Re: epoll_wait() performance - Jesper Dangaard Brouer

All of lore.kernel.org
 help / color / mirror / Atom feed

From: Jesper Dangaard Brouer <brouer@redhat.com>
To: David Laight <David.Laight@ACULAB.COM>
Cc: 'Marek Majkowski' <marek@cloudflare.com>,
	linux-kernel <linux-kernel@vger.kernel.org>,
	network dev <netdev@vger.kernel.org>,
	kernel-team <kernel-team@cloudflare.com>,
	Paolo Abeni <pabeni@redhat.com>,
	brouer@redhat.com
Subject: Re: epoll_wait() performance
Date: Thu, 28 Nov 2019 12:12:05 +0100	[thread overview]
Message-ID: <20191128121205.65c8dea1@carbon> (raw)
In-Reply-To: <5eecf41c7e124d7dbc0ab363d94b7d13@AcuMS.aculab.com>

On Wed, 27 Nov 2019 16:04:12 +0000
David Laight <David.Laight@ACULAB.COM> wrote:

> From: Jesper Dangaard Brouer
> > Sent: 27 November 2019 15:48
> > On Wed, 27 Nov 2019 10:39:44 +0000 David Laight <David.Laight@ACULAB.COM> wrote:
> >   
> > > ...  
> > > > > While using recvmmsg() to read multiple messages might seem a good idea, it is much
> > > > > slower than recv() when there is only one message (even recvmsg() is a lot slower).
> > > > > (I'm not sure why the code paths are so slow, I suspect it is all the copy_from_user()
> > > > > and faffing with the user iov[].)

> DIRECTIONS
(1) Summarize the epoll_wait() performance message in two sentences.
(2) Using the epoll_wait() performance message, decide whether each statement is true, answering yes or no and quoting the words that settle it: (a) The message is dated Thursday, 28 November 2019. (b) The quoted text says recvmmsg() is faster than recv() when there is only one message. (c) Paolo Abeni is among those copied on the message.
(3) Extend the epoll_wait() performance message, starting right after its last line.
The lines below come from a separate source and are unrelated to the epoll_wait() performance message.

> MATERIAL
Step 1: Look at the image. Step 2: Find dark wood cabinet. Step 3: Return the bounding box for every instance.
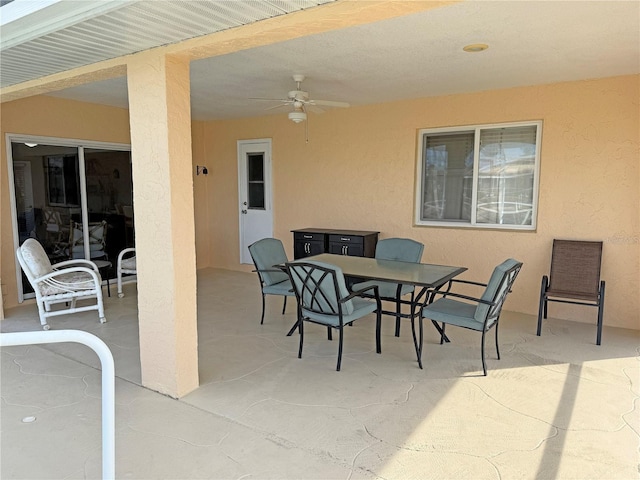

> EXPECTED RESULTS
(1) Jesper Dangaard Brouer replied on 28 November 2019 to David Laight in the thread "epoll_wait() performance," copying Marek Majkowski, the linux-kernel and netdev lists, kernel-team, and Paolo Abeni. The quoted earlier text says recvmmsg() is much slower than recv() when there is only one message, and recvmsg() is also a lot slower, with the slowness suspected to come from copy_from_user() and handling of the user iov[].

(2)
(a) Yes: "Date: Thu, 28 Nov 2019 12:12:05 +0100"
(b) No: "slower than recv() when there is only one message"
(c) Yes: "Paolo Abeni <pabeni@redhat.com>"

(3)
> > > > >
> > > > > So using poll() we repoll the fd after calling recv() to find is there is a second message.
> > > > > However the second poll has a significant performance cost (but less than using recvmmsg()).  
> > > >
> > > > That sounds wrong. Single recvmmsg(), even when receiving only a
> > > > single message, should be faster than two syscalls - recv() and
> > > > poll().  
> > >
> > > My suspicion is the extra two copy_from_user() needed for each recvmsg are a
> > > significant overhead, most likely due to the crappy code that tries to stop
> > > the kernel buffer being overrun.
> > >
> > > I need to run the tests on a system with a 'home built' kernel to see how much
> > > difference this make (by seeing how much slower duplicating the copy makes it).
> > >
> > > The system call cost of poll() gets factored over a reasonable number of sockets.
> > > So doing poll() on a socket with no data is a lot faster that the setup for recvmsg
> > > even allowing for looking up the fd.
> > >
> > > This could be fixed by an extra flag to recvmmsg() to indicate that you only really
> > > expect one message and to call the poll() function before each subsequent receive.
> > >
> > > There is also the 'reschedule' that Eric added to the loop in recvmmsg.
> > > I don't know how much that actually costs.
> > > In this case the process is likely to be running at a RT priority and pinned to a cpu.
> > > In some cases the cpu is also reserved (at boot time) so that 'random' other code can't use it.
> > >
> > > We really do want to receive all these UDP packets in a timely manner.
> > > Although very low latency isn't itself an issue.
> > > The data is telephony audio with (typically) one packet every 20ms.
> > > The code only looks for packets every 10ms - that helps no end since, in principle,
> > > only a single poll()/epoll_wait() call (on all the sockets) is needed every 10ms.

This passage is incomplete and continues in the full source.